TASK TO COMPLETE
Every entry below is to be returned unchanged. Images are not part of the copy.

GIVEN DATA
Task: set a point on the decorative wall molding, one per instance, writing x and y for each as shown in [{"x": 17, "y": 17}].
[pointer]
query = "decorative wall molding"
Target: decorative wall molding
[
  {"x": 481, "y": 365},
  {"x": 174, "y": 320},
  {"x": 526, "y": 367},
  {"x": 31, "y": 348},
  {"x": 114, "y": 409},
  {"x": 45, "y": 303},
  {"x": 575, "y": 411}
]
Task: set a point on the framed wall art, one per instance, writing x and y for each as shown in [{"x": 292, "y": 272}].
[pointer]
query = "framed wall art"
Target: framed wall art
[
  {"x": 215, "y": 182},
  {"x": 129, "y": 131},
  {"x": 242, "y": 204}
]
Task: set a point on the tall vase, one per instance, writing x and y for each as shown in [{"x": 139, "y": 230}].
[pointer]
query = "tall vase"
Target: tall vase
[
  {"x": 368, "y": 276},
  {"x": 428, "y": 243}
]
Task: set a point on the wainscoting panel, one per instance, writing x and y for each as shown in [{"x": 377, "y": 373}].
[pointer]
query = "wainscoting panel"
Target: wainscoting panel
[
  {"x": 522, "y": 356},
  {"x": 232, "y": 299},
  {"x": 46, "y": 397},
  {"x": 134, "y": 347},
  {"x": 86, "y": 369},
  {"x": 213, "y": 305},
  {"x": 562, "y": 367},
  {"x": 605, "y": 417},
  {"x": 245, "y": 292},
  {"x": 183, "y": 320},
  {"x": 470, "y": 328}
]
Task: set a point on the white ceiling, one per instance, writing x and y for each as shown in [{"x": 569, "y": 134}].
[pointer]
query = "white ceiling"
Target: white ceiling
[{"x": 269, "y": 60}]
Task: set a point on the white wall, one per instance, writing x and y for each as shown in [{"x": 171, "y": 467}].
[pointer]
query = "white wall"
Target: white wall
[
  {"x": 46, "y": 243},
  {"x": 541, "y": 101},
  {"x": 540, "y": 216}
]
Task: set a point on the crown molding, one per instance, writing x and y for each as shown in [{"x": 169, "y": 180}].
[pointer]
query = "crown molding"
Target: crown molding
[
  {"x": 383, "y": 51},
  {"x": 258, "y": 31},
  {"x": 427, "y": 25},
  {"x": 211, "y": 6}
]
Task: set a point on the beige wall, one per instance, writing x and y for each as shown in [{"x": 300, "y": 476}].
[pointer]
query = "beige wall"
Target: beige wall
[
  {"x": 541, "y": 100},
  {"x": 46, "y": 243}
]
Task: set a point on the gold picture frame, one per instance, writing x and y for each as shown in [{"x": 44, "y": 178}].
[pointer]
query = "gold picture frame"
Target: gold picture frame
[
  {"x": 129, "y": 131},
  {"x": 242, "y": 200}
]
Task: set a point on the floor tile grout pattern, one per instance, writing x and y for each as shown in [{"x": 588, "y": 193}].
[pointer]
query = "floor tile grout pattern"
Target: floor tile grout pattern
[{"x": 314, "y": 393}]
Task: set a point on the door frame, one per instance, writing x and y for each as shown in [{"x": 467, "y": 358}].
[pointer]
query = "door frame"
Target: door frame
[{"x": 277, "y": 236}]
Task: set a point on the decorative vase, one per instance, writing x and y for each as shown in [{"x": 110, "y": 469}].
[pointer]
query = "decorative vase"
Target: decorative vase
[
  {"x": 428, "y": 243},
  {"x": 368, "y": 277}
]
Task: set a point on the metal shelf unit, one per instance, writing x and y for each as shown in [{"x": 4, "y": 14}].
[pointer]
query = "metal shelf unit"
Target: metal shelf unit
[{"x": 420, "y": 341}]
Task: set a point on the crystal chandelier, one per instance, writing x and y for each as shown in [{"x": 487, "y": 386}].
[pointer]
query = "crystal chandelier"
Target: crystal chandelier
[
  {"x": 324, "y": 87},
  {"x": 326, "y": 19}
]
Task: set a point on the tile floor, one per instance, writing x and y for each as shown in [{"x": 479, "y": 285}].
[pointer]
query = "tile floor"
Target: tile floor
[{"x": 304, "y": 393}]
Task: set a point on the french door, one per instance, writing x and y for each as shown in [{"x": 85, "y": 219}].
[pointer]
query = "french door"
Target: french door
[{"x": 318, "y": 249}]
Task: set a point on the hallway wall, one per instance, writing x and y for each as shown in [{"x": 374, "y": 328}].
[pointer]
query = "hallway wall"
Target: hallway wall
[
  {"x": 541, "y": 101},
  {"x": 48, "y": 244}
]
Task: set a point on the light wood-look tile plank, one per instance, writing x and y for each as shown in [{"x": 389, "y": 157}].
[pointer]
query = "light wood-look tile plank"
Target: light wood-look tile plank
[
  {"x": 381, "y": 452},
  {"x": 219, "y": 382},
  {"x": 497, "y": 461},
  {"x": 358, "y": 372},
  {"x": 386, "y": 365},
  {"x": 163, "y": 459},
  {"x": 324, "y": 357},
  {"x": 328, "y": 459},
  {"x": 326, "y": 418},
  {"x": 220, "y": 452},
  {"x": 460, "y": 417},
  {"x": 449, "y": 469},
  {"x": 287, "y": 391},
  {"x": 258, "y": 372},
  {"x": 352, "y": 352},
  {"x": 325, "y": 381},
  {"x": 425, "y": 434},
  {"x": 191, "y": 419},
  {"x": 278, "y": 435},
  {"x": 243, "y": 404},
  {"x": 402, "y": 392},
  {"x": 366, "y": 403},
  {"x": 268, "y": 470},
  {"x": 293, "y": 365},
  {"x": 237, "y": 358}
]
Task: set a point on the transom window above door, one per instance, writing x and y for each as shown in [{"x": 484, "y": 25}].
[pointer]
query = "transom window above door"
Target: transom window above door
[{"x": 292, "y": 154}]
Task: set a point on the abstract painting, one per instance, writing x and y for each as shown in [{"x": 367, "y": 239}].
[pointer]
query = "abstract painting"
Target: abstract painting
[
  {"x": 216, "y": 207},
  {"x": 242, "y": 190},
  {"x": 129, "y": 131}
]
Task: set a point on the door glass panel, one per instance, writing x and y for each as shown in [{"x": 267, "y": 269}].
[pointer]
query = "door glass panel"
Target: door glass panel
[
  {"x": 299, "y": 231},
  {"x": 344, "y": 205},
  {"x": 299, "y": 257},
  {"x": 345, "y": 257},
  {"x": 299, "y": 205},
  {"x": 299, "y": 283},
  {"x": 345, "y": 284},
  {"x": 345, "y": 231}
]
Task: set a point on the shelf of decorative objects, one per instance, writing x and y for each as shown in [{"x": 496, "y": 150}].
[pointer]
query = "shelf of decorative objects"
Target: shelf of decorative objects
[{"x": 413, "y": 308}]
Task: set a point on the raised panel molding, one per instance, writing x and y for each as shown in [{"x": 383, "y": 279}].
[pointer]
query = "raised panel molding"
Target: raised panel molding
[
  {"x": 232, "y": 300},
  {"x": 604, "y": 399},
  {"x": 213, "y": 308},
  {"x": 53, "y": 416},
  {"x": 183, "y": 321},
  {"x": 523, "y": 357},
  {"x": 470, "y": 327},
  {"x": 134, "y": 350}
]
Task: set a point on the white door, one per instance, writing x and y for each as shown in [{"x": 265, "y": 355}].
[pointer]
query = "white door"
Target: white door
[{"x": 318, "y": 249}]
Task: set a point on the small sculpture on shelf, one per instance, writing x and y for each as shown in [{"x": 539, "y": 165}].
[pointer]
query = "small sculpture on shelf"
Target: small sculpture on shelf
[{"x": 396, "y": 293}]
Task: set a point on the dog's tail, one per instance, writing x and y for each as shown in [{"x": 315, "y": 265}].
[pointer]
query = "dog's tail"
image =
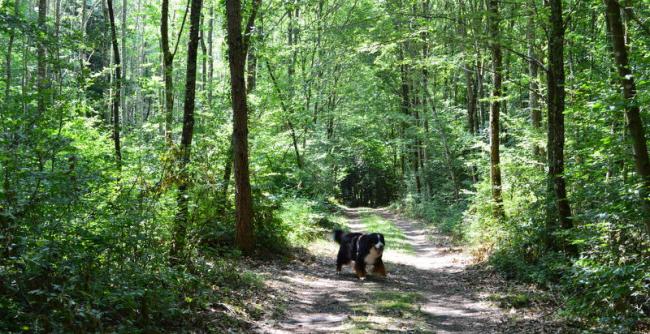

ANSWER BELOW
Task: set a point on the decorative wall molding, one per instance, writing x and y for each as shown in [{"x": 17, "y": 17}].
[pointer]
query = "decorative wall molding"
Target: decorative wall molding
[
  {"x": 481, "y": 365},
  {"x": 174, "y": 320},
  {"x": 526, "y": 367},
  {"x": 31, "y": 348},
  {"x": 114, "y": 409},
  {"x": 45, "y": 303},
  {"x": 575, "y": 411}
]
Task: set a point on the framed wall art, one per instance, writing x and y for each as shown in [{"x": 292, "y": 272}].
[pointer]
query = "framed wall art"
Target: framed wall art
[
  {"x": 215, "y": 182},
  {"x": 129, "y": 131},
  {"x": 242, "y": 204}
]
Task: set a point on the tall vase, one per instance, writing x and y for each as shown in [{"x": 139, "y": 230}].
[pointer]
query = "tall vase"
Target: tall vase
[
  {"x": 368, "y": 276},
  {"x": 428, "y": 243}
]
Task: set a point on the wainscoting panel, one per instance, writing x and y for each as shown in [{"x": 377, "y": 373}].
[pointer]
query = "wainscoting panel"
Target: wainscoting panel
[
  {"x": 522, "y": 356},
  {"x": 232, "y": 299},
  {"x": 46, "y": 397},
  {"x": 134, "y": 347},
  {"x": 86, "y": 369},
  {"x": 213, "y": 305},
  {"x": 562, "y": 367},
  {"x": 605, "y": 417},
  {"x": 245, "y": 292},
  {"x": 183, "y": 320},
  {"x": 470, "y": 328}
]
Task: set a point on the white ceiling, one per instance, writing x and y for each as shown in [{"x": 569, "y": 134}].
[pointer]
query = "white ceiling"
Target: white ceiling
[{"x": 269, "y": 60}]
Task: set a point on the white wall, one per instance, writing x and y for each as shown in [{"x": 171, "y": 467}].
[pointer]
query = "white wall"
Target: white wall
[
  {"x": 46, "y": 243},
  {"x": 541, "y": 101},
  {"x": 540, "y": 216}
]
Task: set a point on the crown molding, one per instance, writing x and y for each as shown in [{"x": 169, "y": 180}].
[pointer]
query = "crown molding"
Target: crown molding
[
  {"x": 383, "y": 51},
  {"x": 258, "y": 31},
  {"x": 427, "y": 25},
  {"x": 211, "y": 6}
]
Task: set a point on the beige wall, one per instance, writing x and y for each as shown in [{"x": 300, "y": 476}].
[pointer]
query = "beige wall"
Target: beige wall
[
  {"x": 541, "y": 100},
  {"x": 46, "y": 243}
]
Task: set a point on the gold picture frame, one per instance, writing x and y for each as shown in [{"x": 44, "y": 178}].
[pointer]
query = "gold picture frame"
Target: gold picture frame
[
  {"x": 129, "y": 131},
  {"x": 242, "y": 200}
]
Task: set a point on the floor tile grout pattern, one per instance, writing x and y for each as shown in [{"x": 588, "y": 193}].
[pointer]
query = "floor tile grout pattern"
Target: floor tile grout pattern
[{"x": 314, "y": 393}]
Task: set a point on the door frame, one per instance, writing x and y for each as shown in [{"x": 467, "y": 358}].
[pointer]
query = "door frame"
Target: door frame
[{"x": 277, "y": 236}]
Task: set a point on the decorative vase, one per instance, writing x and y for each as shown in [{"x": 110, "y": 469}].
[pointer]
query = "decorative vase"
Target: decorative vase
[
  {"x": 428, "y": 243},
  {"x": 368, "y": 277}
]
Task: set a point on the metal shelf unit, one per instance, writing x and y for each as shown in [{"x": 4, "y": 14}].
[pointer]
query = "metal shelf unit"
Target: metal shelf unit
[{"x": 420, "y": 341}]
Task: set a point on the crystal chandelier, one per instance, writing x and y for each as shown in [{"x": 487, "y": 386}].
[pointer]
query = "crystal chandelier"
Target: crystal chandelier
[
  {"x": 324, "y": 87},
  {"x": 326, "y": 19}
]
Task: set a point on the tile floor, one per instance, writing x and y for each as shown in [{"x": 479, "y": 285}].
[pointer]
query = "tile floor"
Target: tile floor
[{"x": 304, "y": 393}]
Task: set a point on the french door, one per instance, writing x and y for each as shown in [{"x": 85, "y": 219}].
[pointer]
query = "french door"
Target: french door
[{"x": 318, "y": 249}]
Task: set a point on the hallway wall, one per instance, writing x and y for each as shown in [{"x": 374, "y": 328}].
[pointer]
query = "hallway wall"
Target: hallway wall
[
  {"x": 541, "y": 101},
  {"x": 48, "y": 244}
]
Task: set a point on the light wood-look tile plank, one per instance, writing x and y for each as shown in [{"x": 389, "y": 157}].
[pointer]
query = "light wood-look tile plank"
Target: light wood-look tile plank
[
  {"x": 381, "y": 452},
  {"x": 219, "y": 382},
  {"x": 497, "y": 461},
  {"x": 358, "y": 372},
  {"x": 386, "y": 365},
  {"x": 163, "y": 459},
  {"x": 324, "y": 357},
  {"x": 328, "y": 459},
  {"x": 326, "y": 418},
  {"x": 220, "y": 452},
  {"x": 460, "y": 417},
  {"x": 449, "y": 469},
  {"x": 287, "y": 391},
  {"x": 258, "y": 372},
  {"x": 352, "y": 352},
  {"x": 325, "y": 381},
  {"x": 425, "y": 434},
  {"x": 191, "y": 419},
  {"x": 278, "y": 435},
  {"x": 243, "y": 404},
  {"x": 402, "y": 392},
  {"x": 366, "y": 403},
  {"x": 268, "y": 470},
  {"x": 293, "y": 365},
  {"x": 237, "y": 358}
]
Task: set a point on the transom window above door, one per instance, writing x and y for each as shown in [{"x": 484, "y": 25}].
[pointer]
query = "transom window above door"
Target: transom window above door
[{"x": 292, "y": 154}]
Task: set a point on the abstract painting, one per instance, writing x and y for each as shown in [{"x": 367, "y": 239}].
[pointer]
query = "abstract painting"
Target: abstract painting
[
  {"x": 216, "y": 207},
  {"x": 242, "y": 190},
  {"x": 129, "y": 131}
]
Task: set a point on the door glass panel, one per instance, writing x and y for each as shown in [{"x": 267, "y": 269}].
[pointer]
query = "door glass panel"
Target: door glass panel
[
  {"x": 299, "y": 231},
  {"x": 344, "y": 205},
  {"x": 299, "y": 257},
  {"x": 345, "y": 257},
  {"x": 299, "y": 205},
  {"x": 299, "y": 283},
  {"x": 345, "y": 284},
  {"x": 345, "y": 231}
]
Task: set a point on the shelf of decorative objects, one per instance, writing x and y for each as shown in [{"x": 496, "y": 150}].
[pointer]
query = "shelf of decorative objects"
Target: shelf of decorative objects
[{"x": 413, "y": 308}]
Task: set a point on the raised panel molding, one per instance, writing x and y for each as shown in [{"x": 383, "y": 279}].
[pointer]
query = "raised panel molding"
Target: raised panel molding
[
  {"x": 232, "y": 300},
  {"x": 604, "y": 399},
  {"x": 213, "y": 308},
  {"x": 53, "y": 416},
  {"x": 183, "y": 321},
  {"x": 523, "y": 357},
  {"x": 470, "y": 327},
  {"x": 134, "y": 350}
]
Task: set a point on the white door, one per instance, writing x and y for each as shown in [{"x": 265, "y": 355}].
[pointer]
query = "white door"
Target: white door
[{"x": 318, "y": 249}]
Task: set a point on the small sculpture on shelf, one per instance, writing x and y for each as shown in [{"x": 539, "y": 165}].
[pointer]
query = "small sculpture on shelf"
Target: small sculpture on shelf
[{"x": 396, "y": 293}]
Task: set a point on the dog's tail, one per instance, writing x and y for each as shown in [{"x": 315, "y": 265}].
[pointer]
query = "dog's tail"
image =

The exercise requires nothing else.